[Photo-based point labeling data]
■ ■ ■ ■

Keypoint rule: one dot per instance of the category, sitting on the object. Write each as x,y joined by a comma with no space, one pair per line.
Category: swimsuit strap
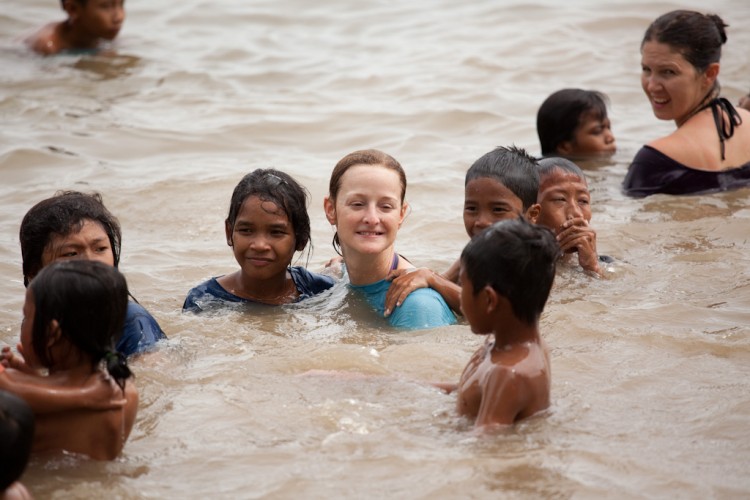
720,107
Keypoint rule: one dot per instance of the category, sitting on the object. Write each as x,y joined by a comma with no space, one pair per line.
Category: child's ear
53,333
228,231
565,148
330,209
490,299
532,214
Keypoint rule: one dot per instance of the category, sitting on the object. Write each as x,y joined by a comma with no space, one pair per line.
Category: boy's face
563,196
592,137
262,239
90,243
100,18
487,201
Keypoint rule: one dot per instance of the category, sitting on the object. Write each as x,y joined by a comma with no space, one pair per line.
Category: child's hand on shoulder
403,282
101,393
11,360
577,236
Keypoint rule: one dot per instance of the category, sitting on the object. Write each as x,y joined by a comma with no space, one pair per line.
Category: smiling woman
710,150
366,205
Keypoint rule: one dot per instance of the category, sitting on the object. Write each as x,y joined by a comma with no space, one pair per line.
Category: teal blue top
422,308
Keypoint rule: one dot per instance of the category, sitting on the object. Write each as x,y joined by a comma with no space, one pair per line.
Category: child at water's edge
74,311
16,436
74,225
502,184
573,123
506,276
266,225
564,206
89,22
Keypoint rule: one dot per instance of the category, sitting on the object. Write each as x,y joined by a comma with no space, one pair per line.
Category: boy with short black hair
506,276
564,206
89,23
501,184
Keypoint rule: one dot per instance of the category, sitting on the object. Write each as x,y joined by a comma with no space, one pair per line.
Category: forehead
87,228
562,179
371,176
487,187
661,53
255,206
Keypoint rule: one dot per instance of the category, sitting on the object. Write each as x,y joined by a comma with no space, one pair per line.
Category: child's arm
502,398
576,233
405,281
99,392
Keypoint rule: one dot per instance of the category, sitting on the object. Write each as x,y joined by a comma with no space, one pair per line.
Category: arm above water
405,281
98,393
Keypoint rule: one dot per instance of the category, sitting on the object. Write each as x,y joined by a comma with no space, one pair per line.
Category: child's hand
101,393
403,282
577,236
15,361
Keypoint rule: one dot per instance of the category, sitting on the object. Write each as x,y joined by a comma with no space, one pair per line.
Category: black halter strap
725,118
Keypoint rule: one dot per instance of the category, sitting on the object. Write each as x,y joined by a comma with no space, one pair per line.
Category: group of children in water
69,387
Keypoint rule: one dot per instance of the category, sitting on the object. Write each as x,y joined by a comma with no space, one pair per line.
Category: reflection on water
650,364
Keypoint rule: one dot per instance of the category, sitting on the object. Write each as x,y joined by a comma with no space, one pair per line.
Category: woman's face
367,211
673,86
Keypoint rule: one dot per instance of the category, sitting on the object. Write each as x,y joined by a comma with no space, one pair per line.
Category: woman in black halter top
710,150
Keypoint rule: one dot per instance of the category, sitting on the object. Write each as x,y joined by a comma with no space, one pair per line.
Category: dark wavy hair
281,189
698,37
89,300
63,214
517,259
512,167
563,112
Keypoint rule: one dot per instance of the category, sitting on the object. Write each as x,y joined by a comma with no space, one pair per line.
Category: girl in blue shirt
266,225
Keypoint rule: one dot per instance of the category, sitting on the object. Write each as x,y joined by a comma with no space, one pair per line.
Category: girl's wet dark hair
89,300
63,214
281,189
698,37
512,167
16,438
548,165
363,157
563,111
517,259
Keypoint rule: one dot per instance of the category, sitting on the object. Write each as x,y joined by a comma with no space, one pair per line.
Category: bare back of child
506,276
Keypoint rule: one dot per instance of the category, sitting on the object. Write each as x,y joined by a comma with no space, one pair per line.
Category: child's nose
371,215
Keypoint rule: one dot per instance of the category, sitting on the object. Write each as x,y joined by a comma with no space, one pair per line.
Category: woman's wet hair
89,300
63,214
512,167
517,259
549,165
563,111
698,37
372,157
282,190
16,438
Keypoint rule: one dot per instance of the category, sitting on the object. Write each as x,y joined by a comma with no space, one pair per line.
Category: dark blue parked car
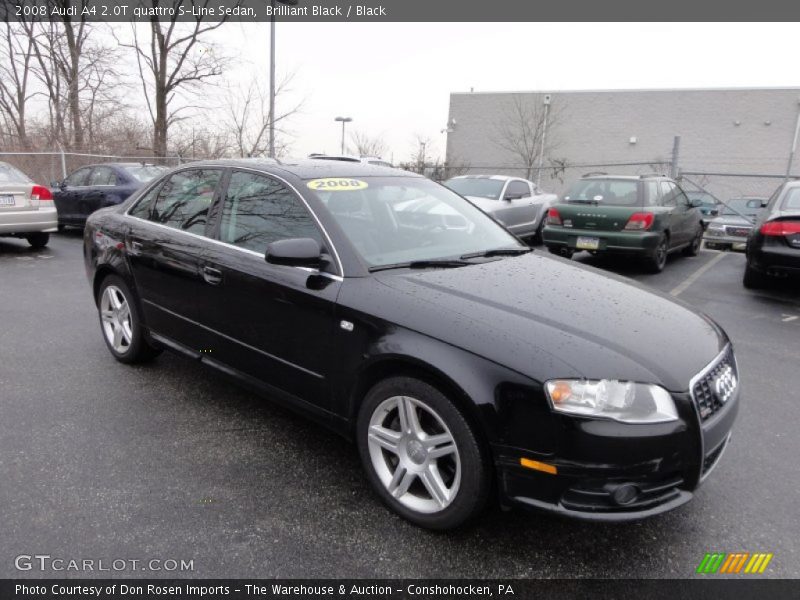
96,186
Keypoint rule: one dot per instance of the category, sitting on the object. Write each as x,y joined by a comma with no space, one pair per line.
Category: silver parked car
26,208
730,229
517,204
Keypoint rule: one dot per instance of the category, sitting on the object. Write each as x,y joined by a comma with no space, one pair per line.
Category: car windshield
393,220
742,206
611,192
145,173
792,200
9,174
478,187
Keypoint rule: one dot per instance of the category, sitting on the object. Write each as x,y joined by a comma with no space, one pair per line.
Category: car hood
546,317
732,220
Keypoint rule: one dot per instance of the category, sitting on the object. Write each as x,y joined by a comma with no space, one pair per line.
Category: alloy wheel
115,315
414,454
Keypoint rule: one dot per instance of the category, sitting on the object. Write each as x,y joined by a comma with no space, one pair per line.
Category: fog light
625,494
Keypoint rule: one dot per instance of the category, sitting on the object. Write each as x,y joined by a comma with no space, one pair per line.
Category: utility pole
676,150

■ ■ ■ ■

WHAT THE EXERCISE ASKS: In the copy, include all records verbatim but no images.

REPLY:
Keypoint rule: one dot per instance of the category, sitting on the object. Write each as x,y joined by a comma with no space, one pair per line.
Category: swimsuit strap
720,107
Keypoint rule: one dot per instance of the category, sitting on the object. Write each as x,y joined by a comma with no space, one pair per line.
Category: child's ear
53,333
228,231
565,148
330,209
490,299
532,214
Keypoint rule: one dot per instance of the category, sitting on the object. Write each as x,y joined by a comma with no space, one pair per line.
Category: boy's face
563,196
592,137
262,239
90,243
100,18
487,201
Keypoint rule: one dot per instance of the category, sitting on the object. Write each as x,y joined by a comma with no space, one pair per line.
Category: child's hand on shoulder
403,282
101,393
11,360
577,236
Keypoint rule: one dot per instance of the category, sitting on the object. Write each as x,y joined by a comma with no space, one pair per line.
Category: smiling woman
710,150
366,205
Keypoint rule: one dot per instance of the category, sitting on the object. Write each as x,y joined by a comma with no space, one pair per line.
Category: teal blue top
422,308
Keypoint rule: one dot per instance of the category, sitting on the object. Write each as x,y joined by a comma with no space, one pair per line.
Category: child at water's edge
74,311
16,436
74,225
502,184
573,123
506,276
266,225
564,206
89,22
Keypoint rule: one dot per instance of the category, sitting on the object. Write each as x,y joined by a comma with no space, one pair per line.
Category: boy with short black hair
506,276
564,206
89,23
501,184
Keypoint rule: one dot per instance of the category, sitting on the object. Write each as x,y joined by a comma with no space, one pair per line.
Category: forehead
87,228
562,179
371,176
487,187
661,53
255,206
Keypoint rule: one dot per instance of the category, sitting on the object. Write each as x,y joined by a comma with no space, one pair per line.
Category: child's arm
502,398
576,233
405,281
99,392
Keypoint rule: one dot per instance of the category, sitting on the object. Write each as x,y joined by a comma with no space, one pair per line.
Category: arm above water
405,281
98,393
Keypoint rule: one dot per instance of the category, sitting on the object. Write each as x,y joined by a comma with no space, one pair per line.
Category: child's hand
101,393
403,282
577,236
15,361
Keypoint rule: one dot per instance of the category, sitting on the object. Write each as x,y joined by a comma with no space, one pair per line.
Category: black halter strap
725,118
Keypoint rule: one dot per instance of the category, sitting on the object. Write each as x,y joined by a comma with no space, one pair per line.
Category: group of children in water
69,387
Keypoint rule: one dot per instance of the category, sitting on the object. Write each as x,y joined by a comma with no space, one pair per line.
Category: reflection on water
650,364
Keypoint rule: one dot per instance of the category, sitting on the object. Write each as x,y joined by a comma with no space, one pair per line.
Category: woman's face
367,211
673,86
Keypoint rule: one dot per instance of the category, sitting on the object. Write each as x,y joined by a comma with no space, one pair per line.
Category: woman in black halter top
710,150
Keypoint rule: one dot per instance of the category, sitting on the object. Write each as x,y joined by a comma with no space, one pair per line.
Category: dark wavy hair
281,189
698,37
89,300
63,214
517,259
512,167
563,112
Keypoint rule: one dot per instance of the category, sitting on the object. Write each as x,y joined by a comma with no space, one pair per line.
Category: girl in blue shirt
266,225
Keypoint rule: one dot per instance of the category, sitting on the object. Write each as x,y joined by a comma with no space, one pair per line.
Category: girl's wet dark hair
89,300
63,214
281,189
698,37
512,167
16,438
548,165
363,157
563,111
517,259
Keypoint rule: one dot per instance of the category, sitting on the object. Write each as x,y joined by a comma with no space, one pair per line.
Category: bare back of child
506,276
Keypoint rule: one dot per instance of the category, sitting on the object. Write each as x,y joined by a comma with no space, one pair per line.
Category: child's nose
371,215
Keypoint rule: one dot per instance of the category, sitting on the object. Write each as x,y joined by a comma with no space, one pair per line.
Category: woman's wet hair
89,300
63,214
512,167
517,259
549,165
563,111
698,37
372,157
282,190
16,438
Keypoint rule: one dot per instance of the category, sitting on the object. Write each as x,y joined by a comma with no space, one pair per line.
Category: dark blue parked car
96,186
Keypoint rule: one dot per instance of the category, sitting on the object. Write each as x,y joined by a comma with no space, one pair per line.
Category: silver parked car
26,208
730,229
517,204
Keypoint rule: one dot per instance of the category, sitting on the object. Write each as x,y joined by a comma with no space, one pair per line.
Category: car windshield
393,220
742,206
611,192
145,173
792,200
9,174
478,187
Keypoint rule: one dot per instance of the category, sitting on the object. Write each as x,y joined by a comma with no space, one pair per line.
Category: car hood
546,317
732,220
Keypoint rule: one dot per instance of the category, sitting on the object. Write each as x,y joined by a comma with no space, one pair per line.
Category: alloy wheel
115,315
414,454
Keypoint rule: one dot per instance of the category, sitting on the object. Write each as x,y joined by a comma with no space, one pair per line.
Category: fog light
625,494
Keypoint rule: one dot per instance of the category, sitting on the object. Write each as x,y joined by a comma with no space, one pair per line.
Category: utility pole
676,150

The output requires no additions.